However, you would now need client analyses to be aware of these two separate values in their definition of the data-flow value domain (generic type A in the implementation of the VASCO classes). We've tried to avoid going down that route but there certainly may be a way of implementing this more elegantly.

Now that I have represented basic problems in Vasco (#8), I can definitely appreciate the simplicity of the framework, and the fact that optimizations are not a concern when implementing solvers.

The value-contexts formulation is an implementation of the functional approach, which is a dual of the call strings approach

Does this mean that the Vasco algorithm is equivalent to the "full" call strings approach, and, as a consequence, is able to solve the non-separable problems that "restricted contexts" approaches cannot handle (as discussed on page 301 of "Data Flow Analysis")?

Stored data:
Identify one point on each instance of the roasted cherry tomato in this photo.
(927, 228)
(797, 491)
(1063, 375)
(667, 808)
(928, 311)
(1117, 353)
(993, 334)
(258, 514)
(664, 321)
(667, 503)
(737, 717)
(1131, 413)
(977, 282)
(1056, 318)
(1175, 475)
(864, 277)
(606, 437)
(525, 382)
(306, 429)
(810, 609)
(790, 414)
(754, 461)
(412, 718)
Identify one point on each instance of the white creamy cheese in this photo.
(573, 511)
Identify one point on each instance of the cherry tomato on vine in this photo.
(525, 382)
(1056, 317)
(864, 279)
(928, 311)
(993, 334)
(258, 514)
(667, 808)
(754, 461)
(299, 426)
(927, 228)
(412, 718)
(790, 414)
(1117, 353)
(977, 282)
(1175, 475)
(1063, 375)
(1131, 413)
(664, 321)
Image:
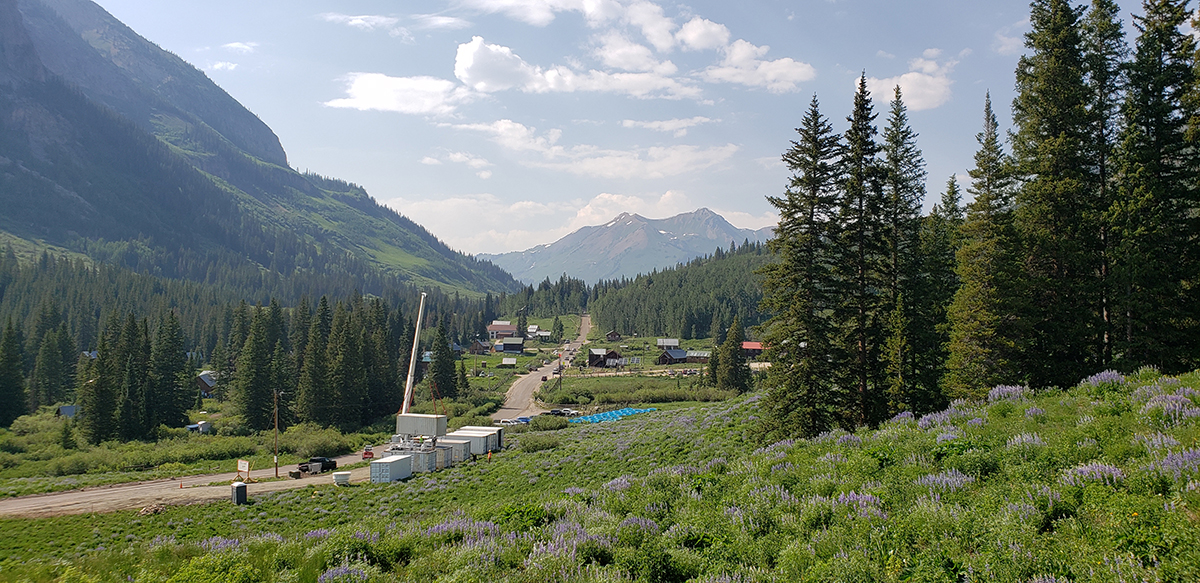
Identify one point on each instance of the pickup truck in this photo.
(317, 464)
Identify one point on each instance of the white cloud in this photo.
(678, 126)
(592, 161)
(436, 22)
(1011, 40)
(240, 47)
(492, 67)
(617, 52)
(411, 95)
(743, 65)
(541, 12)
(925, 85)
(657, 28)
(466, 158)
(700, 34)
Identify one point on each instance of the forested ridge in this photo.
(1078, 253)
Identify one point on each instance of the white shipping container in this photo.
(424, 462)
(460, 449)
(391, 469)
(478, 442)
(497, 430)
(414, 424)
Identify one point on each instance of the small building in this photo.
(751, 349)
(601, 358)
(501, 329)
(478, 348)
(513, 346)
(207, 382)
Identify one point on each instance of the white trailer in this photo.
(390, 469)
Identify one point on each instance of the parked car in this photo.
(317, 464)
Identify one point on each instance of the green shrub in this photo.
(547, 422)
(537, 443)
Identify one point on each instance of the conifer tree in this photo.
(859, 263)
(802, 398)
(313, 395)
(1056, 206)
(442, 372)
(982, 338)
(1155, 220)
(12, 378)
(733, 373)
(1104, 59)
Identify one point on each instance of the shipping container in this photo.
(391, 469)
(460, 448)
(478, 442)
(413, 424)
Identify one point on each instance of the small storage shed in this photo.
(390, 469)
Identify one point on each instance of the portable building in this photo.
(424, 461)
(414, 424)
(391, 469)
(460, 449)
(490, 428)
(478, 442)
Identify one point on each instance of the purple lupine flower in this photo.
(343, 574)
(1156, 442)
(1103, 473)
(1104, 378)
(951, 480)
(1025, 440)
(850, 439)
(220, 544)
(640, 523)
(1180, 463)
(1007, 392)
(617, 484)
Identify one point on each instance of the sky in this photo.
(499, 125)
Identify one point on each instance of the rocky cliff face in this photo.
(89, 48)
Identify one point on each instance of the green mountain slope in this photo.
(120, 150)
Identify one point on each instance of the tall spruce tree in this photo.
(1155, 220)
(315, 398)
(859, 263)
(12, 377)
(904, 188)
(802, 397)
(1056, 206)
(982, 337)
(1104, 59)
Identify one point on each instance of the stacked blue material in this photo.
(610, 415)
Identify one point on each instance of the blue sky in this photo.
(505, 124)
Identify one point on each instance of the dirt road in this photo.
(165, 492)
(519, 401)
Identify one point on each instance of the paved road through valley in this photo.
(519, 401)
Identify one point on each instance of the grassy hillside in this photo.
(1101, 482)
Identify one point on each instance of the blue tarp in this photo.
(610, 416)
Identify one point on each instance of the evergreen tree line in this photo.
(1078, 252)
(695, 300)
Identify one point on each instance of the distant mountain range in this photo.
(627, 246)
(121, 151)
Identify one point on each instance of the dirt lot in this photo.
(163, 492)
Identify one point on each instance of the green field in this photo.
(1101, 482)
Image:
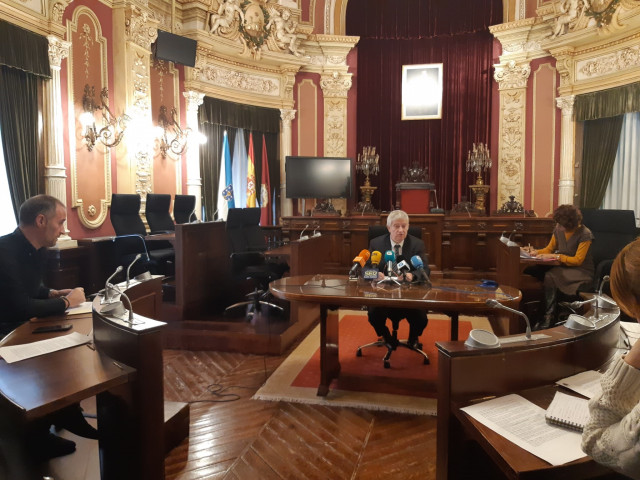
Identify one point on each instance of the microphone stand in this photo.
(107, 285)
(496, 304)
(131, 265)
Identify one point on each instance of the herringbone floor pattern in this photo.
(237, 438)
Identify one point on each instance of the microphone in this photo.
(496, 304)
(305, 237)
(402, 265)
(122, 295)
(418, 264)
(107, 298)
(390, 260)
(376, 256)
(359, 262)
(130, 265)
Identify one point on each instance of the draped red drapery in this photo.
(394, 33)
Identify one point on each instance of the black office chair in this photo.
(376, 231)
(612, 230)
(157, 213)
(158, 257)
(184, 207)
(248, 262)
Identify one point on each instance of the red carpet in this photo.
(367, 373)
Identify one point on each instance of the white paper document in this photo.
(523, 423)
(84, 307)
(15, 353)
(585, 383)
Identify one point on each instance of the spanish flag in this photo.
(251, 175)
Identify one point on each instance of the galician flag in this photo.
(225, 185)
(265, 188)
(251, 175)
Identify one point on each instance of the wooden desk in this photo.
(333, 291)
(465, 374)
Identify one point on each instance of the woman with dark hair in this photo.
(570, 246)
(612, 434)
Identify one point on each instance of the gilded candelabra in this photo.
(478, 162)
(367, 163)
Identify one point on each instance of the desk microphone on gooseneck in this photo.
(108, 285)
(389, 260)
(496, 304)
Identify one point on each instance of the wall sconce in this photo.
(169, 127)
(113, 127)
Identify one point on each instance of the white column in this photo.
(566, 183)
(287, 115)
(55, 173)
(194, 178)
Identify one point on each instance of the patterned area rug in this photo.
(408, 386)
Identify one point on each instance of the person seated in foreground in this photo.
(570, 245)
(612, 434)
(400, 242)
(23, 296)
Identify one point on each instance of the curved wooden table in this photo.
(331, 292)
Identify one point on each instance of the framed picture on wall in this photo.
(422, 91)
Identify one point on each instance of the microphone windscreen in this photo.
(364, 253)
(417, 262)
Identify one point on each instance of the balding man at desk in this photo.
(23, 296)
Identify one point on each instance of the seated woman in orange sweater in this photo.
(570, 246)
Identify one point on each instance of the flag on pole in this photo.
(265, 188)
(240, 170)
(251, 175)
(225, 184)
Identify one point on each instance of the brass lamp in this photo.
(478, 162)
(367, 163)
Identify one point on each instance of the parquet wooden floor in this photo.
(235, 438)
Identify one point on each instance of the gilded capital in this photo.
(336, 84)
(512, 75)
(58, 50)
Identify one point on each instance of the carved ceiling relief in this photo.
(257, 26)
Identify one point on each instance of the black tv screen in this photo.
(318, 177)
(175, 48)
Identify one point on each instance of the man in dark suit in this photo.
(400, 242)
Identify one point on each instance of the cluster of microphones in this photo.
(367, 265)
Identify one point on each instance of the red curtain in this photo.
(407, 32)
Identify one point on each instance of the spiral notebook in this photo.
(568, 411)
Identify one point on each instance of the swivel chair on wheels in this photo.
(376, 231)
(247, 244)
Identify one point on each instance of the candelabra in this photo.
(367, 163)
(112, 130)
(478, 162)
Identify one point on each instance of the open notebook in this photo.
(568, 411)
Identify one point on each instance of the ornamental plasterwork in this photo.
(140, 28)
(619, 61)
(227, 78)
(512, 75)
(335, 138)
(335, 85)
(58, 50)
(511, 162)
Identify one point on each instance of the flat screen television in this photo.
(318, 177)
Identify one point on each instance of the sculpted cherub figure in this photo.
(284, 33)
(226, 15)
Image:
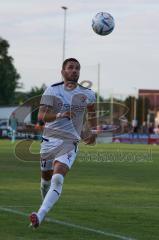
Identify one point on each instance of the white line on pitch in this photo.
(71, 225)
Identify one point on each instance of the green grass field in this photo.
(111, 192)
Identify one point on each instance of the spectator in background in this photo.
(13, 123)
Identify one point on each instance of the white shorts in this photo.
(54, 149)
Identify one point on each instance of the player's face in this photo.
(71, 71)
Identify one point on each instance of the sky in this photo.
(128, 57)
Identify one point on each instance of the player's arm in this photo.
(46, 114)
(92, 123)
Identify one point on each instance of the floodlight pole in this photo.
(98, 95)
(64, 33)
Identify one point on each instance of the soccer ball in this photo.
(103, 23)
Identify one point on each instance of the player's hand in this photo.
(68, 115)
(91, 139)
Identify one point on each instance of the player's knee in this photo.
(57, 182)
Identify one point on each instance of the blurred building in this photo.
(153, 108)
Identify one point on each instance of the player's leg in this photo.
(61, 166)
(60, 171)
(45, 182)
(46, 175)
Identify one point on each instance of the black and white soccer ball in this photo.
(103, 23)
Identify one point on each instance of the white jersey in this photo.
(62, 100)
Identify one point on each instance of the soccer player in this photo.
(63, 108)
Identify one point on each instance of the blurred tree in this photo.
(8, 75)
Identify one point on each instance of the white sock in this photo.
(44, 187)
(52, 196)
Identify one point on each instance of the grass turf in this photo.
(111, 187)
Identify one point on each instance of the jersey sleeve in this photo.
(47, 97)
(91, 98)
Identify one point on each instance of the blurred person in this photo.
(13, 123)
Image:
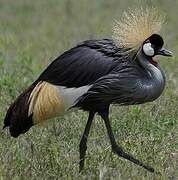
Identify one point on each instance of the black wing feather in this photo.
(82, 65)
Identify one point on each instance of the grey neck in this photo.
(154, 84)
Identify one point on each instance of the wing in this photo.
(114, 88)
(82, 65)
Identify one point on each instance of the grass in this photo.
(32, 34)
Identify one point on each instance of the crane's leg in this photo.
(117, 149)
(83, 142)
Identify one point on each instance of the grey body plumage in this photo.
(130, 82)
(119, 71)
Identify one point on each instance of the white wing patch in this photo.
(70, 96)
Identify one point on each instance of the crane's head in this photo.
(154, 46)
(138, 30)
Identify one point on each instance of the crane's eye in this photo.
(148, 50)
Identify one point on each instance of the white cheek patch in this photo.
(148, 50)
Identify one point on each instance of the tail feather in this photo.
(17, 118)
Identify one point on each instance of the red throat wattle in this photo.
(153, 61)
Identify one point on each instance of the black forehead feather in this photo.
(156, 40)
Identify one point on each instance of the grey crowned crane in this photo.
(95, 74)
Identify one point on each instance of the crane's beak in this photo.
(164, 52)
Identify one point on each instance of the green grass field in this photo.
(32, 34)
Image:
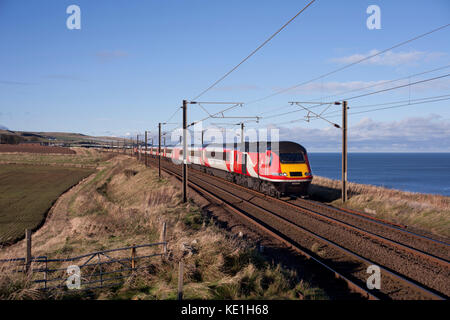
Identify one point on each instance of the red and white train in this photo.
(285, 171)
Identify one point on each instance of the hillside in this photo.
(15, 137)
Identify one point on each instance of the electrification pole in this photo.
(344, 151)
(146, 163)
(159, 150)
(184, 151)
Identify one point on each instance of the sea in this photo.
(414, 172)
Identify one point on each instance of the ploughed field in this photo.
(27, 192)
(34, 148)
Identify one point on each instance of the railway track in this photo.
(347, 243)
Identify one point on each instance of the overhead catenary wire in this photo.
(392, 102)
(359, 96)
(385, 82)
(253, 52)
(365, 111)
(349, 65)
(398, 87)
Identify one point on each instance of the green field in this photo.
(27, 192)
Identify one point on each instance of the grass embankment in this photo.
(84, 158)
(125, 204)
(28, 192)
(428, 212)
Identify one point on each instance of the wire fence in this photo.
(100, 269)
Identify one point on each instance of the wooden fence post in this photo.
(163, 239)
(133, 256)
(180, 280)
(28, 248)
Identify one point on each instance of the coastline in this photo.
(428, 214)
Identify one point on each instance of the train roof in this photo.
(284, 146)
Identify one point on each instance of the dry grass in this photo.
(89, 158)
(424, 211)
(124, 204)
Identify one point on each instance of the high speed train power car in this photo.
(256, 165)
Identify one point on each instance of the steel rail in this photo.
(280, 236)
(394, 243)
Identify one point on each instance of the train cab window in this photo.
(292, 157)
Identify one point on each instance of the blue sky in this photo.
(133, 62)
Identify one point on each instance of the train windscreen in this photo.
(292, 157)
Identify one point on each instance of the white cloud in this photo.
(390, 58)
(431, 133)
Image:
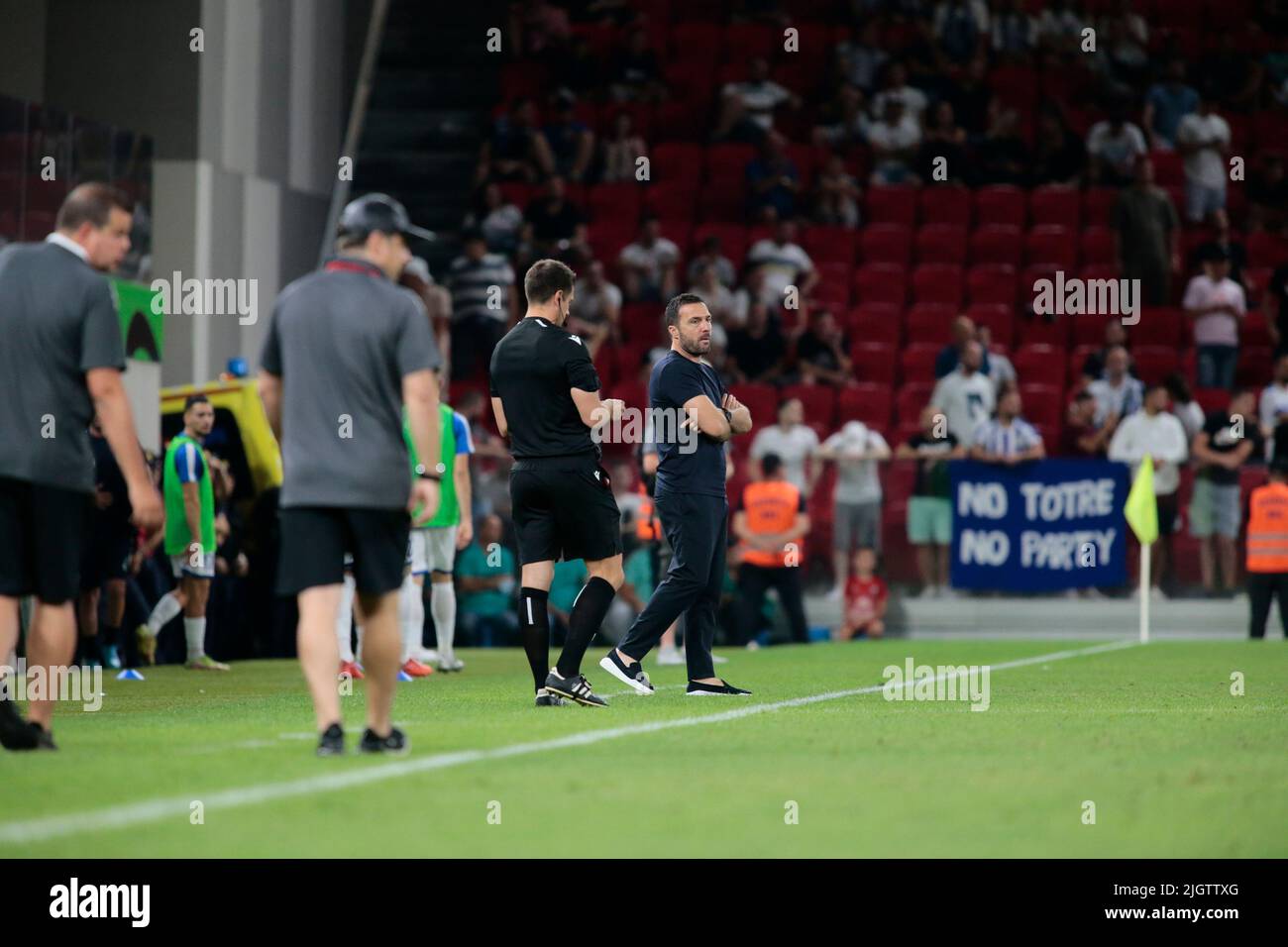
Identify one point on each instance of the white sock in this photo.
(442, 605)
(165, 609)
(194, 630)
(411, 616)
(344, 621)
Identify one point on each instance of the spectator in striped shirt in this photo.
(1008, 438)
(483, 303)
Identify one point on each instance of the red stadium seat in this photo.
(1043, 405)
(997, 244)
(1001, 204)
(928, 322)
(1039, 364)
(881, 282)
(1158, 326)
(945, 205)
(991, 282)
(874, 361)
(892, 205)
(941, 244)
(867, 402)
(818, 401)
(1054, 245)
(999, 317)
(917, 361)
(1055, 205)
(938, 282)
(1154, 363)
(876, 322)
(887, 244)
(1099, 247)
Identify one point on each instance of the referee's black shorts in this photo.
(42, 535)
(563, 508)
(314, 540)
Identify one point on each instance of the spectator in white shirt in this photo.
(1117, 393)
(1008, 440)
(747, 108)
(965, 394)
(1216, 304)
(648, 264)
(857, 518)
(1203, 138)
(795, 444)
(1157, 432)
(784, 263)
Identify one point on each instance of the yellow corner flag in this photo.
(1141, 509)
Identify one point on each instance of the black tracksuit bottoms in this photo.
(697, 528)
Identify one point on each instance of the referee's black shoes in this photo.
(722, 689)
(629, 674)
(576, 688)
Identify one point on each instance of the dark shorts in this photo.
(565, 510)
(314, 540)
(42, 535)
(106, 554)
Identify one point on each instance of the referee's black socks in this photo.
(535, 625)
(588, 615)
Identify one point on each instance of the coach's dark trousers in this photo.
(1261, 587)
(697, 527)
(754, 581)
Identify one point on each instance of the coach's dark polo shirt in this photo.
(56, 321)
(342, 341)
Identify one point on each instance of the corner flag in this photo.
(1141, 509)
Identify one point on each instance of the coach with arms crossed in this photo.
(691, 500)
(60, 363)
(346, 352)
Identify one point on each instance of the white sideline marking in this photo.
(155, 809)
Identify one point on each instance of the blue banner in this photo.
(1039, 526)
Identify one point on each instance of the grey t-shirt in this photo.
(56, 321)
(342, 341)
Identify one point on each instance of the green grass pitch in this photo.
(1173, 764)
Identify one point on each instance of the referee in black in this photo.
(347, 351)
(691, 499)
(545, 394)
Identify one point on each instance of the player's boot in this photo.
(415, 669)
(575, 688)
(630, 674)
(331, 741)
(147, 643)
(395, 742)
(14, 732)
(206, 664)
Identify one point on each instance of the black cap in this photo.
(377, 213)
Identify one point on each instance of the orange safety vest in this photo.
(771, 506)
(648, 526)
(1267, 528)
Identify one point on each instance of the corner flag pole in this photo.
(1144, 591)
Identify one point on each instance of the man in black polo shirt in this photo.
(346, 354)
(545, 394)
(691, 500)
(60, 363)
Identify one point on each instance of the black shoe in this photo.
(549, 699)
(722, 689)
(631, 674)
(331, 742)
(14, 732)
(44, 738)
(575, 689)
(395, 742)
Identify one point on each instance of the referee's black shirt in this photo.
(532, 368)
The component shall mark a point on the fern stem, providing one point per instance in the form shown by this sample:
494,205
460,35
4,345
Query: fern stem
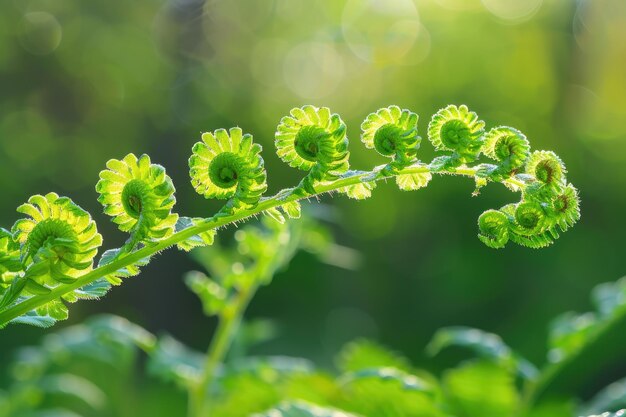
214,222
226,330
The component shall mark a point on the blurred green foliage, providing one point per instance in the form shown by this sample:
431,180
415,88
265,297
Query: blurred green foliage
82,82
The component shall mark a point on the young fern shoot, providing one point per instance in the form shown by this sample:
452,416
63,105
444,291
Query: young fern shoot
47,258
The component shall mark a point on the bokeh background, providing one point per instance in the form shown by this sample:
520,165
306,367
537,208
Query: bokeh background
82,82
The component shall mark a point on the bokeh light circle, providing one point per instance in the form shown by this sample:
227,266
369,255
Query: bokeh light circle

* _SET OF TASKS_:
(1) In the VASCO discussion, translate this sentence into Spanish: "We've tried to avoid going down that route but there certainly may be a way of implementing this more elegantly."
(2) Answer from the VASCO discussion:
(a) Which generic type in the implementation of the VASCO classes defines the data-flow value domain?
(b) What issue number is given for representing basic problems in Vasco?
(c) On which page of "Data Flow Analysis" are the non-separable problems discussed?
(3) Pick up the VASCO discussion after its final sentence and continue it.

* _EXPECTED OUTPUTS_:
(1) Hemos intentado evitar ese camino, pero sin duda puede haber una forma de implementar esto de manera más elegante.

(2)
(a) A
(b) #8
(c) 301

(3)
I am asking this because superficially, the "value contexts" approach feels like "restricting the length of calling context [sigma] to 1" (Data Flow analysis, p 296), but I assume the transitions map makes up for this by compactly representing the full call strings set, since you state that:

The context-transition graph constructed at the end of the analysis is a data structure that allows querying for the context for any call string, which can be arbitrarily long. Think of the graph as a finite state machine where each node represents a regular expression of all call strings for which it corresponds.

Frankly, those results feel like a significant improvement over previous functional and call string approaches (especially from an usability/ease of implementation point of view), and would deserve more exposure. I don't mean to pry, but is there any chance you may publish more about those? Or are you considering other approaches/problems now?

Olivier.

rohanpadhye commented 7 years ago

Now that I have represented basic problems in Vasco (#8), I can definitely appreciate the simplicity of the framework, and the fact that optimizations are not a concern when implementing solvers.

Thanks.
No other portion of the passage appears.